● QUOTED TEXT
____

Prop. 1. _One part of a straight line cannot be in a plane and another part without it_.

It also follows, as was pointed out in S 3, in discussing the definitions of Book I., that a plane is determined already by one straight line and a point without it, viz. if all lines be drawn through the point, and cutting the line, they will form a plane.

This may be stated thus:--

_A plane is determined_--

1st, _By a straight line and a point which does not lie on it;_

2nd, _By three points which do not lie in a straight line_; for if two of these points be joined by a straight line we have case 1;

3rd, _By two intersecting straight lines_; for the point of intersection and two other points, one in each line, give case 2;

4th, _By two parallel lines_ (Def. 35, I.).

The third case of this theorem is Euclid's

Prop. 2. _Two straight lines which cut one another are in one plane, and three straight lines which meet one another are in one plane_.

And the fourth is Euclid's

Prop. 7. _If two straight lines be parallel, the straight line drawn from any point in one to any point in the other is in the same plane with the parallels_. From the definition of a plane further follows

Prop. 3. _If two planes cut one another, their common section is a straight line_.

____

● RECORDS SUPPLIED
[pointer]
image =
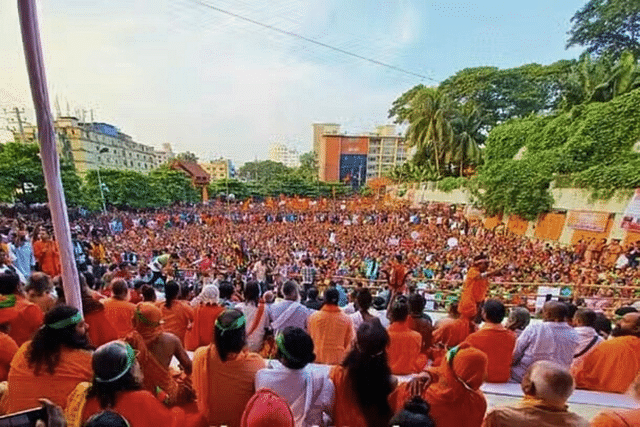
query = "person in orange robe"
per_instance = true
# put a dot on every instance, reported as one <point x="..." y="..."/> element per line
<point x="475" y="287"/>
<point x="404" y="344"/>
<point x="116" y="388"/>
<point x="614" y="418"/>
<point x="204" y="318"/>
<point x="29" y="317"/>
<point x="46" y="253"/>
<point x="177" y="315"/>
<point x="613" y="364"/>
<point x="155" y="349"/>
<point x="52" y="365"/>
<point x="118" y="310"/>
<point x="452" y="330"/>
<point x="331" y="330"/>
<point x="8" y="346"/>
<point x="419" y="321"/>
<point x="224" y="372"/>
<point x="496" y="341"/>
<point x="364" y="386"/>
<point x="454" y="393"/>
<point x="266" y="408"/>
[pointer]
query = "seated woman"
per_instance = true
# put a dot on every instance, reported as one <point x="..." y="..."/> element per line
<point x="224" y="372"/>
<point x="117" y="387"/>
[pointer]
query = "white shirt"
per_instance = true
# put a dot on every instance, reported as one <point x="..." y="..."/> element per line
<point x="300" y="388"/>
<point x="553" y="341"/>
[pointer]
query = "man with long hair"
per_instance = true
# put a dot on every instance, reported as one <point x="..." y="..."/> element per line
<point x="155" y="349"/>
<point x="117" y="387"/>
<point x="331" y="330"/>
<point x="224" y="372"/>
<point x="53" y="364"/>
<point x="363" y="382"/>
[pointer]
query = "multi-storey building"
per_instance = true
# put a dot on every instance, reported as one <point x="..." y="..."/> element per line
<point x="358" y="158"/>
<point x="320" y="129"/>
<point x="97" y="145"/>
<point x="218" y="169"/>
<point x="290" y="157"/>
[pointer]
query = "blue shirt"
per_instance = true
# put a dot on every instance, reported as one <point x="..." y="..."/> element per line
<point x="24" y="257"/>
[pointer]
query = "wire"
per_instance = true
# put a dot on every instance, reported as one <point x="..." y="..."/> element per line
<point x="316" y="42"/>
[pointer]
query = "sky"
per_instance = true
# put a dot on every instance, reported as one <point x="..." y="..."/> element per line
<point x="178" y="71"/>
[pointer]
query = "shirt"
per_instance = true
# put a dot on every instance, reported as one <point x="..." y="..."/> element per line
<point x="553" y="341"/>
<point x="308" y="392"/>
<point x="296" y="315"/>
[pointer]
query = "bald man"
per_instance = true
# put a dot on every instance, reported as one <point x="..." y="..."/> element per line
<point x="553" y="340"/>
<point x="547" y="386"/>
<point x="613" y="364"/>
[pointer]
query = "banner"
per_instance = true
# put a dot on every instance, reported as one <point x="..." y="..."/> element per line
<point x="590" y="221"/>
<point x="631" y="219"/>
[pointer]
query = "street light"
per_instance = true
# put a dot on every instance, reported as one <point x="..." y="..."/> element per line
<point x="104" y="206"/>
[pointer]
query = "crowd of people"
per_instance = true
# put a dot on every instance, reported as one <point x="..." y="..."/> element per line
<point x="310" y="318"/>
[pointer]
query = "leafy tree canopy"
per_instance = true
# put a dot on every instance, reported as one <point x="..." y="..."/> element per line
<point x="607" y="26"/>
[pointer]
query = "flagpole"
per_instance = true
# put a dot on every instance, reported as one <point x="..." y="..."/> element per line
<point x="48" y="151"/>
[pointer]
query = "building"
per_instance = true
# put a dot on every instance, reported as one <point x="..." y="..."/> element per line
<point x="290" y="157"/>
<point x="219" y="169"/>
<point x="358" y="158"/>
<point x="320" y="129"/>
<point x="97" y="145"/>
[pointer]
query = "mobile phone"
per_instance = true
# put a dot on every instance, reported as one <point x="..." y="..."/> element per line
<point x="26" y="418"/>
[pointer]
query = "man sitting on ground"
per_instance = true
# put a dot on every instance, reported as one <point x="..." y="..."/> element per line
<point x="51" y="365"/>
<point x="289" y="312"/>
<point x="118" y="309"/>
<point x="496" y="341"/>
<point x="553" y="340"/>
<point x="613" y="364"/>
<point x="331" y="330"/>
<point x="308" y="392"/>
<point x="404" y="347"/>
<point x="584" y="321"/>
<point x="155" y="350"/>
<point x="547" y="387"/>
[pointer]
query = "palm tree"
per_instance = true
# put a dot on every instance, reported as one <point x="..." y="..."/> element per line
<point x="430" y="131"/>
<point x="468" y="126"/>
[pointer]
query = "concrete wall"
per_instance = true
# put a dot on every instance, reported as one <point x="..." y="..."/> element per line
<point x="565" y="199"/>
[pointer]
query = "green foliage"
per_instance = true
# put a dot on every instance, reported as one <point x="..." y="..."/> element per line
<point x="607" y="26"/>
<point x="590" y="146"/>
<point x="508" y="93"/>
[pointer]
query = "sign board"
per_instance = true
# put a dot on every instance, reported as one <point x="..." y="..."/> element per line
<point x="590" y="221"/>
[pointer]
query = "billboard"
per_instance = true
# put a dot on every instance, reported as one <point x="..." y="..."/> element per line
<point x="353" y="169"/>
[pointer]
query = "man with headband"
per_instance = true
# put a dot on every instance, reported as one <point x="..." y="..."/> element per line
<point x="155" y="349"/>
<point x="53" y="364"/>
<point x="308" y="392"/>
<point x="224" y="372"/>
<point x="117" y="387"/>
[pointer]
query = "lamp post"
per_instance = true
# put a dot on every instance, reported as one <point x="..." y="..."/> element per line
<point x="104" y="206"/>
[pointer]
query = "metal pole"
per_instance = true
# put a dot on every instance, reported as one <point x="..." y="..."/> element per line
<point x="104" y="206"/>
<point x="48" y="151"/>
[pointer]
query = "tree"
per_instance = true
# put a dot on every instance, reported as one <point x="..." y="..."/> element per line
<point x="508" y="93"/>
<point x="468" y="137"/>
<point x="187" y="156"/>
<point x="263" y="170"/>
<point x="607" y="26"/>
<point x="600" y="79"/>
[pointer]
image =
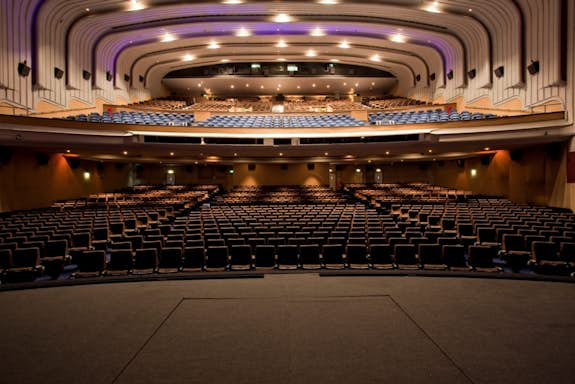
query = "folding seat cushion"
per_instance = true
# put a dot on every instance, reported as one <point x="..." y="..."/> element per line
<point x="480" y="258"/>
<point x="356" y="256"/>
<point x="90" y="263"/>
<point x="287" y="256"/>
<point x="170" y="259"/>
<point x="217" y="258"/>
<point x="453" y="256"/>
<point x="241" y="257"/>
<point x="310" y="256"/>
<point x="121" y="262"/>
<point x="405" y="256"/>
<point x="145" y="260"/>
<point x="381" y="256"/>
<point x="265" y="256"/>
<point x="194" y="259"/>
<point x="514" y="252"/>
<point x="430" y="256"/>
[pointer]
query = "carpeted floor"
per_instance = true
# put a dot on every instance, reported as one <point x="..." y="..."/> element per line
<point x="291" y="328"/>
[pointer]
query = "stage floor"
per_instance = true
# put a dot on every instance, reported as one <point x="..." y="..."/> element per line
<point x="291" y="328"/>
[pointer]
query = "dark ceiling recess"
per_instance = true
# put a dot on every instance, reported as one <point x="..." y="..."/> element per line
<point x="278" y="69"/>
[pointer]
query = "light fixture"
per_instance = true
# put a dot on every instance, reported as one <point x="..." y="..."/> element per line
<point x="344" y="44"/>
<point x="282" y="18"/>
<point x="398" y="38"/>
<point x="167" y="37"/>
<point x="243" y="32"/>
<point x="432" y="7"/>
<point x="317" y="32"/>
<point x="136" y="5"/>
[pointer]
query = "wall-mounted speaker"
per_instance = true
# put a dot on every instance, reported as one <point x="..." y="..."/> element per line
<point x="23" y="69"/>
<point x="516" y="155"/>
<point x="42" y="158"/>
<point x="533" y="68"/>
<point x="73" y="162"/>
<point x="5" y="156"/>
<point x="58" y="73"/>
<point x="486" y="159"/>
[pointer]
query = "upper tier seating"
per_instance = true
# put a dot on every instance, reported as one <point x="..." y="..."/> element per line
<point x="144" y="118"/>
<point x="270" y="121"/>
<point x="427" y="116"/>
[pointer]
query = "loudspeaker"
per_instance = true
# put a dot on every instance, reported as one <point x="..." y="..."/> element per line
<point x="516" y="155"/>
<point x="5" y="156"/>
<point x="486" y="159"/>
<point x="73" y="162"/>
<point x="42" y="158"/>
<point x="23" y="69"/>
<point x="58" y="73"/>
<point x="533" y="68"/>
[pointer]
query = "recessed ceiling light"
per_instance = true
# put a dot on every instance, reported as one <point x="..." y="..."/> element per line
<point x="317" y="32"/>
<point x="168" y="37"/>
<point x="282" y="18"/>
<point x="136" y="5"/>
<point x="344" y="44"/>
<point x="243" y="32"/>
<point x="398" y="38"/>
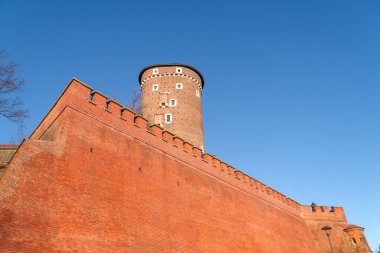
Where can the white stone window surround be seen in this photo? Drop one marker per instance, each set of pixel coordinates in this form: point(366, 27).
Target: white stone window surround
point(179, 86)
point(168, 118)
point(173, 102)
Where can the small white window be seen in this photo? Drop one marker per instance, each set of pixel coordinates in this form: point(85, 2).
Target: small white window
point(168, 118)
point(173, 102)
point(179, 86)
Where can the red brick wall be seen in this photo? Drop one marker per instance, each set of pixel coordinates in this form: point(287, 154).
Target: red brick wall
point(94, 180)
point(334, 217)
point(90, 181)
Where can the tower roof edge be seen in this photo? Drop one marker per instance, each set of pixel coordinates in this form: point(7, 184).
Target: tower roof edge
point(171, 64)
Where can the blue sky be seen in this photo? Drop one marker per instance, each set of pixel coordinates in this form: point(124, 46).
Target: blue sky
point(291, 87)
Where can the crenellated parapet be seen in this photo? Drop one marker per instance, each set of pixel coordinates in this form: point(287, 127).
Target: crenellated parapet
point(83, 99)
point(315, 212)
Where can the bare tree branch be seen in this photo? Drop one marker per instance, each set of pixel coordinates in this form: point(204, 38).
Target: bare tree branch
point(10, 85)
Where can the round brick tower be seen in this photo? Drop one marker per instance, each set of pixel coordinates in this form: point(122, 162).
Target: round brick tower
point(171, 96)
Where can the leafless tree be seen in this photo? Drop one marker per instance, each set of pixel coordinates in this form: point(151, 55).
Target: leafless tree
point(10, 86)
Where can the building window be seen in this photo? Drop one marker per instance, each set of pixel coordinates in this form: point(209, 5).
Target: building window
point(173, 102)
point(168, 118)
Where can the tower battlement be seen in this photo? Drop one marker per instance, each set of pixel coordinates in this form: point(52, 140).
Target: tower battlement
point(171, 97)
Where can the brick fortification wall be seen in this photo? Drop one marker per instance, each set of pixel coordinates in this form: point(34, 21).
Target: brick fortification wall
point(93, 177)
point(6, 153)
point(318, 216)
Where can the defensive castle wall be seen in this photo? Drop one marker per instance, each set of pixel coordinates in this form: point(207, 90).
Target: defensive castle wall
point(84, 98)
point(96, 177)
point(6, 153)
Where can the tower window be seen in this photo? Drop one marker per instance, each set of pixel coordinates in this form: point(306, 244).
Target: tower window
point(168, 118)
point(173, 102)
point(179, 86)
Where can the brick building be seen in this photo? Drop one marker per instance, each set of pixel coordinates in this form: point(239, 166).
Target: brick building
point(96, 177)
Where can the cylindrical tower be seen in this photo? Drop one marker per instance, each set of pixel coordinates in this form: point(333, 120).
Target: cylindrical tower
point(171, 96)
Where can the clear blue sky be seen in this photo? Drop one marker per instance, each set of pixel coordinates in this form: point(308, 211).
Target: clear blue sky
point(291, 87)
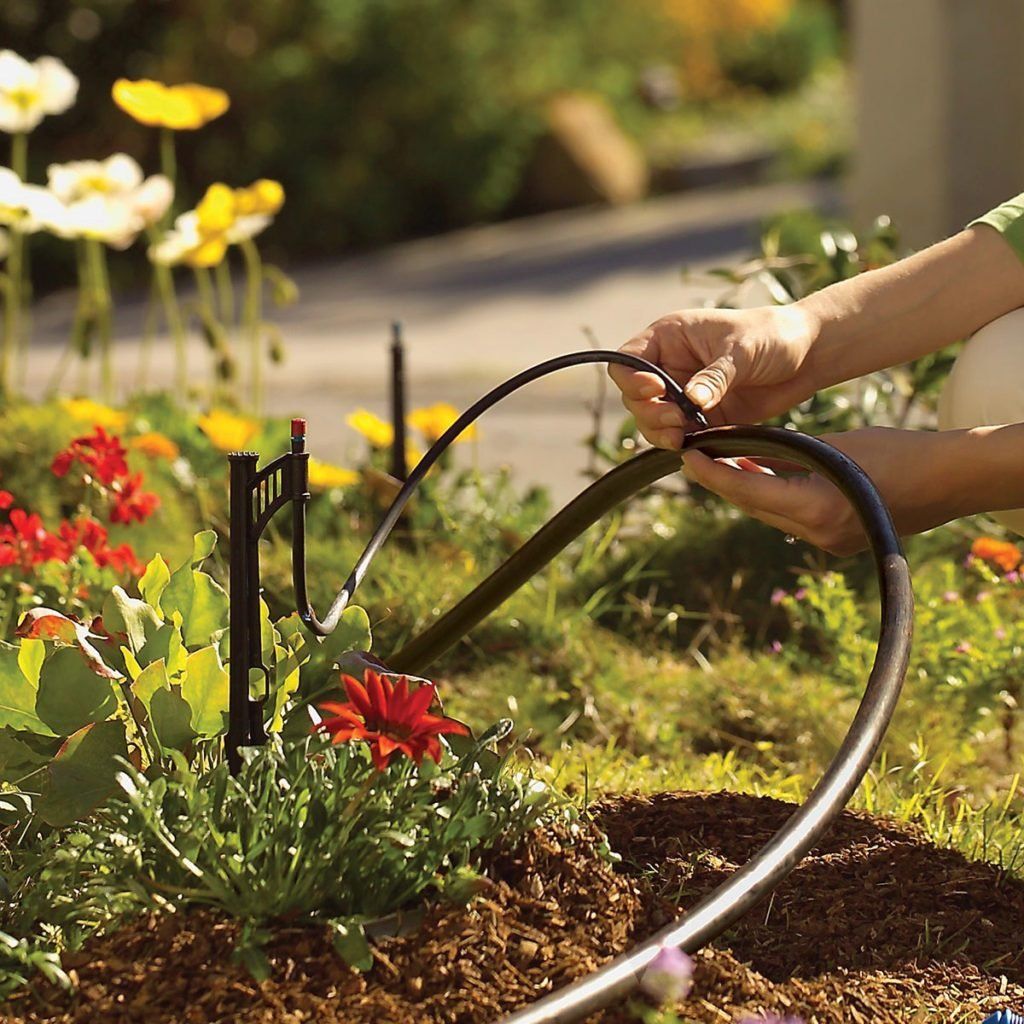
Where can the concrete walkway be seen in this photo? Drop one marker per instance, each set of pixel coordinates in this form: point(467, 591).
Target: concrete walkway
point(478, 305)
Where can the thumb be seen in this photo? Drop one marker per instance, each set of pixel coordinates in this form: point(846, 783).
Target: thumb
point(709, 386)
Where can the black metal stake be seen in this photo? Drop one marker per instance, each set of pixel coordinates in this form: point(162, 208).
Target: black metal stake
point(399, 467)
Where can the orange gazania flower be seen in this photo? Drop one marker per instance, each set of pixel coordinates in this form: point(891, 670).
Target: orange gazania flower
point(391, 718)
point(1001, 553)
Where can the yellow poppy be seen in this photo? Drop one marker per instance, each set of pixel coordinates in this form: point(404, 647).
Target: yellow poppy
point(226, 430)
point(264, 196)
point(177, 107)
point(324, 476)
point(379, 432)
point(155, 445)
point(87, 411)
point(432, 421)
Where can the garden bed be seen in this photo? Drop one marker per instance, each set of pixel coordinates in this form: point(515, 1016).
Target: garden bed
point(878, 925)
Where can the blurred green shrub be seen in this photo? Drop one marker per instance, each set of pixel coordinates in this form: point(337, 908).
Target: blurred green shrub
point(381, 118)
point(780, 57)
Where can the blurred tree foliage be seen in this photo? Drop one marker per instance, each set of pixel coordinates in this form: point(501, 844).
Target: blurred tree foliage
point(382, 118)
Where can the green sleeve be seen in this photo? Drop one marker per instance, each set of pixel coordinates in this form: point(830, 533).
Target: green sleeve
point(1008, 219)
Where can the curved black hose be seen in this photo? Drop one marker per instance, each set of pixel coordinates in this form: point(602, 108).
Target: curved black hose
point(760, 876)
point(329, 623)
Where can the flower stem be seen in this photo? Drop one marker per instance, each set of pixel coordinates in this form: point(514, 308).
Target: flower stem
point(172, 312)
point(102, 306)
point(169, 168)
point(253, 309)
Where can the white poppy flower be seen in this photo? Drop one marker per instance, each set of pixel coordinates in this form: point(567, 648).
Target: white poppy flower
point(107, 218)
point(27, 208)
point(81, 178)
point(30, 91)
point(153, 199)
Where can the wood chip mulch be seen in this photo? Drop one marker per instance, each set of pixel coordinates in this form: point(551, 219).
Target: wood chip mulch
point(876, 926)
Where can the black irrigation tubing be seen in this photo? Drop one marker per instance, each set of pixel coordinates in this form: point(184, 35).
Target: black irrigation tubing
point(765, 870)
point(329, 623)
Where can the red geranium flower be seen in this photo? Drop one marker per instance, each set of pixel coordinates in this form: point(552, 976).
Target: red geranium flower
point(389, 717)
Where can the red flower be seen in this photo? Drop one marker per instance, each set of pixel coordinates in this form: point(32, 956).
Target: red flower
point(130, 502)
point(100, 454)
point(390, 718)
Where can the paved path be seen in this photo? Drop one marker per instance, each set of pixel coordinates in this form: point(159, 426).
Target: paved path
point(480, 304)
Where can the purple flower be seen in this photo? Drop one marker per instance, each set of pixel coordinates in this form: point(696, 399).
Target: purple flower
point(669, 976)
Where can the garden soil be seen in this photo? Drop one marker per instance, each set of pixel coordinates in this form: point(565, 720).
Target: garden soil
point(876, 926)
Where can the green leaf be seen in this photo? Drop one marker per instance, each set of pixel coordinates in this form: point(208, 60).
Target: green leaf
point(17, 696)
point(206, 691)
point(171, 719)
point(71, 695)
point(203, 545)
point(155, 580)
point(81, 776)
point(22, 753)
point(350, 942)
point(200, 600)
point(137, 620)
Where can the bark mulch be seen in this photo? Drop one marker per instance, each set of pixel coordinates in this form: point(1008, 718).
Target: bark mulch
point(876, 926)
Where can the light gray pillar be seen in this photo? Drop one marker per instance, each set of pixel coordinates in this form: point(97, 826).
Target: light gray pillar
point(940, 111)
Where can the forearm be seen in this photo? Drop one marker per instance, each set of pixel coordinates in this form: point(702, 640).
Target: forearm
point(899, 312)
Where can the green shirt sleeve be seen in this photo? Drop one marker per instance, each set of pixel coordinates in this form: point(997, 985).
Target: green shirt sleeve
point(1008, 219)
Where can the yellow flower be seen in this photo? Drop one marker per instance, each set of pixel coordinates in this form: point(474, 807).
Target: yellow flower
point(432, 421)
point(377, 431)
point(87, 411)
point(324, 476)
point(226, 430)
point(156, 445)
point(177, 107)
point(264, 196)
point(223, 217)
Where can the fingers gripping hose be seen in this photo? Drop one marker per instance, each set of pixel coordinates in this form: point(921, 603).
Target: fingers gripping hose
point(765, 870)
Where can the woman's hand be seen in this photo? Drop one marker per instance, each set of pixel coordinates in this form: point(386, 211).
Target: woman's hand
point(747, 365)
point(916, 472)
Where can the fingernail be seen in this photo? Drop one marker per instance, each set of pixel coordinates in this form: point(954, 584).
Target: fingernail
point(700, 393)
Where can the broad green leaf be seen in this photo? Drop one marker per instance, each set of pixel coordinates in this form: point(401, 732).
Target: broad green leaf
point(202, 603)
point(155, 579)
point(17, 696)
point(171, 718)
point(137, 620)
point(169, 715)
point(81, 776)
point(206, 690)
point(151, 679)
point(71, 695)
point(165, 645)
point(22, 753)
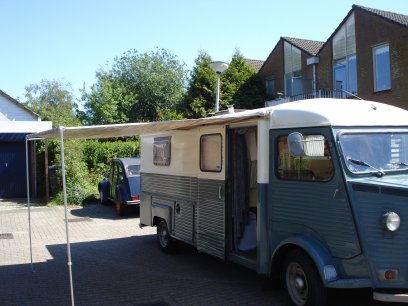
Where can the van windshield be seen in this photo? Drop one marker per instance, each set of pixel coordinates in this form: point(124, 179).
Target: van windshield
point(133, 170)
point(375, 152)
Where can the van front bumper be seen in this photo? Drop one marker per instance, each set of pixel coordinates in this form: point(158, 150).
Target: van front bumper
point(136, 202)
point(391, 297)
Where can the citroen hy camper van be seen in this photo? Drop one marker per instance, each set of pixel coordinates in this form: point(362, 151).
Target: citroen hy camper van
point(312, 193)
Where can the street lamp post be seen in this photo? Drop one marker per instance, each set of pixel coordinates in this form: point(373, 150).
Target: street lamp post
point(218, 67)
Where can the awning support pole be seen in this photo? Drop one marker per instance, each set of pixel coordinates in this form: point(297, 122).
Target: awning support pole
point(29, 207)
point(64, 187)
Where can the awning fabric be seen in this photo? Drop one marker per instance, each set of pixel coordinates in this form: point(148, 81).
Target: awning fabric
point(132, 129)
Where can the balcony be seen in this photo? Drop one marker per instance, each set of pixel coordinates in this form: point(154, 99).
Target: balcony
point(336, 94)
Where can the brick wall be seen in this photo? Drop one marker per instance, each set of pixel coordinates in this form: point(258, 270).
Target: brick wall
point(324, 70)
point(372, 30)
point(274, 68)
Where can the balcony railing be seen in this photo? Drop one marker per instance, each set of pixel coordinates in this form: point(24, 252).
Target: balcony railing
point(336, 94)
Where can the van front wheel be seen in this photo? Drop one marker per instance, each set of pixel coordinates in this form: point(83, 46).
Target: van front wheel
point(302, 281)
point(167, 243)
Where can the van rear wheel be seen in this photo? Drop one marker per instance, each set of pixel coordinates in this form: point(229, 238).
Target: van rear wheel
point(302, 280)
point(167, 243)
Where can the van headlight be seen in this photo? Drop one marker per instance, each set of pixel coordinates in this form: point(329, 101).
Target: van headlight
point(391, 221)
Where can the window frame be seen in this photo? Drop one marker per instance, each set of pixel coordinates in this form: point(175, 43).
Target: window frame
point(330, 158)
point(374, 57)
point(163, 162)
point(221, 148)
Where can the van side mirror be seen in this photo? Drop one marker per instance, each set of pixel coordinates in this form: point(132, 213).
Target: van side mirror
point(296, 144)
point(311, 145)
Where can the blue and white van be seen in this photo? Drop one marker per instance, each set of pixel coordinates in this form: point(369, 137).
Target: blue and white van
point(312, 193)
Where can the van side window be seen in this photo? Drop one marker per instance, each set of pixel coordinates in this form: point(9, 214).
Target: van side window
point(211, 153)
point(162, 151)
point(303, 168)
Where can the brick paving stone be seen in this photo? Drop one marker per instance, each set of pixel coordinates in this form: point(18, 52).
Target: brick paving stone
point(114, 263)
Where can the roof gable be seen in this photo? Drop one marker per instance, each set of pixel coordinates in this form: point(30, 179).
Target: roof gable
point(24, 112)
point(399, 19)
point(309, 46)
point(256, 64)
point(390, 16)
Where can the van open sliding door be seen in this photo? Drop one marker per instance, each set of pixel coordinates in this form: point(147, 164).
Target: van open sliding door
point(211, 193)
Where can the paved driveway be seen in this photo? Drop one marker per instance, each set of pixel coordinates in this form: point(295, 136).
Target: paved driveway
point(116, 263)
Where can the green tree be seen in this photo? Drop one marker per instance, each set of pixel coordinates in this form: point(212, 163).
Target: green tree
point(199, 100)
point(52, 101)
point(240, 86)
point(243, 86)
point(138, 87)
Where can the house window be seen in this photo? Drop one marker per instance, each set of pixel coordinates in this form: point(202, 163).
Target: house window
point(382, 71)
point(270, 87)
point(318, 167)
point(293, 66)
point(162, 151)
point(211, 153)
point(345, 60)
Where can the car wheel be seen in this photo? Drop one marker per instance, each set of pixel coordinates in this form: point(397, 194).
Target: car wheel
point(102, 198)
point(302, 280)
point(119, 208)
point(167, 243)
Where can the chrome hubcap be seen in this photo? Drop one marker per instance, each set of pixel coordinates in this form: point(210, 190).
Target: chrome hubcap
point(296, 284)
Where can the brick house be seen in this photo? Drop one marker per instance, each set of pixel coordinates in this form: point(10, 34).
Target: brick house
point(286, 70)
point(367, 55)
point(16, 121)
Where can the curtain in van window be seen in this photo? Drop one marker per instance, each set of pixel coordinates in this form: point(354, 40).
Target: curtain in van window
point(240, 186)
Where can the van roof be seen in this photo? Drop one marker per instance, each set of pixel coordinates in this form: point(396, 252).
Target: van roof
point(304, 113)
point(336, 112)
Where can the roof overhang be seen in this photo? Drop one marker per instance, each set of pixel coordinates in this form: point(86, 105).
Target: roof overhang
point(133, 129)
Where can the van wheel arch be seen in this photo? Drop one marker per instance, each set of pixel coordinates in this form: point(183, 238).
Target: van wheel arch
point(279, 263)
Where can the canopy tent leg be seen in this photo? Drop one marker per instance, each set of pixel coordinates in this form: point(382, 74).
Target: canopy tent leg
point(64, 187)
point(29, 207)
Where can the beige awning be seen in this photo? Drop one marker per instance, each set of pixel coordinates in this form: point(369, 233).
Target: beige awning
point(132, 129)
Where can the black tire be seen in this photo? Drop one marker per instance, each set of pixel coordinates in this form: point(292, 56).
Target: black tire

____

● REQUIRED WORK
Can you transcribe the part of the passage on planes that opens with the words containing "1st, _By a straight" and closes with "in one plane_."? The records have nothing to do with anything asked here.

● ANSWER IN FULL
1st, _By a straight line and a point which does not lie on it;_

2nd, _By three points which do not lie in a straight line_; for if two of these points be joined by a straight line we have case 1;

3rd, _By two intersecting straight lines_; for the point of intersection and two other points, one in each line, give case 2;

4th, _By two parallel lines_ (Def. 35, I.).

The third case of this theorem is Euclid's

Prop. 2. _Two straight lines which cut one another are in one plane, and three straight lines which meet one another are in one plane_.